Start of Material supplied

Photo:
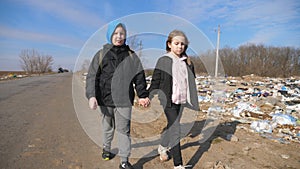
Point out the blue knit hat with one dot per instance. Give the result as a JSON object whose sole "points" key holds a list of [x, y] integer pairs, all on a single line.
{"points": [[111, 29]]}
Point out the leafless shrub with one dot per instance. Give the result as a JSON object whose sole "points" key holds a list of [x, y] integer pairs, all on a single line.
{"points": [[33, 62]]}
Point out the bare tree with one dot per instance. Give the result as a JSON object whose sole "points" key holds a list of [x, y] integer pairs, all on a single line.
{"points": [[33, 62]]}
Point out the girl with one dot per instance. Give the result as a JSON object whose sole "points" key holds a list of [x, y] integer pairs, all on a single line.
{"points": [[174, 81]]}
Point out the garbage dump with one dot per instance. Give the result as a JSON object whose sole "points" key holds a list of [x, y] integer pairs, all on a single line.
{"points": [[271, 106]]}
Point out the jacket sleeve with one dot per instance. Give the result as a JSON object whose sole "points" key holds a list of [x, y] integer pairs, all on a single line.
{"points": [[156, 79], [192, 68], [91, 77], [140, 78]]}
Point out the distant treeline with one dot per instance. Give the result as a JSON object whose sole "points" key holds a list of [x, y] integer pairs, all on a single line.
{"points": [[251, 59]]}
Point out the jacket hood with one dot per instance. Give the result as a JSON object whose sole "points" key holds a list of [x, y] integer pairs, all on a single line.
{"points": [[111, 29]]}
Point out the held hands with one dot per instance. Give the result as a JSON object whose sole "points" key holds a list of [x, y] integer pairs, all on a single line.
{"points": [[145, 102], [93, 103], [188, 60]]}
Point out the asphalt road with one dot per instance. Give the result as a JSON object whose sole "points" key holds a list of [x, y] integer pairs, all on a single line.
{"points": [[40, 129]]}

End of Material supplied

> **Task brief**: Please copy all of the records above word for word, leaving out the pictures.

> **Result for this exercise**:
Photo:
Point out the blue knit hat with one dot per instance. Give the result as a JSON object whose sole "points" key holds a list of [x, y] integer pairs, all on a single line.
{"points": [[111, 29]]}
Point out the leafless shrub with one dot per instance. Give the result as a JSON object whose sole "points" key holds a list of [x, y] integer pairs, all on a single line.
{"points": [[33, 62]]}
Point out the bare tree with one dot per instance. Give the result as a JSON object whose sole "points" key holds a list of [x, y] integer pairs, all on a single line.
{"points": [[33, 62]]}
Point out the girl with one dot per instance. Give the result as a JSON object whose sole "points" key holds a list of [x, y] integer pairs, all on a single line.
{"points": [[174, 81]]}
Point out the garbage dump with one dot per instance. Give the result as a JSON object whose sole "points" key holds a list of [x, y] integer pairs, all on a single line.
{"points": [[271, 106]]}
Point out the jacket sleeve with one dot per instance. Give the result as a JSON object whose sole "points" key holds a list of [x, y] integer pairs, all on a single line.
{"points": [[156, 79], [192, 68], [91, 77], [140, 78]]}
Point out the distant treeline with one dot per instance. Give the result as a JSON object whose sole "points" key holds a list of [x, y] integer pairs, all on a single line.
{"points": [[251, 59]]}
Point out the jacket hood with one dot per instance. Give the result as a JSON object whose sole "points" key holds a list of [x, y] integer pairs, all on a single line.
{"points": [[111, 29]]}
Point out the held hands with one dot per instance. Give the result as a JSON object whose sole "points" key holds a list of [x, y] integer pairs, all on a single line.
{"points": [[145, 102], [93, 103], [188, 60]]}
Point out the asphalt road with one dot per instance. Give the result as a JSON object whose sole "points" key holds a list of [x, y] integer pairs, all on a single line.
{"points": [[40, 129]]}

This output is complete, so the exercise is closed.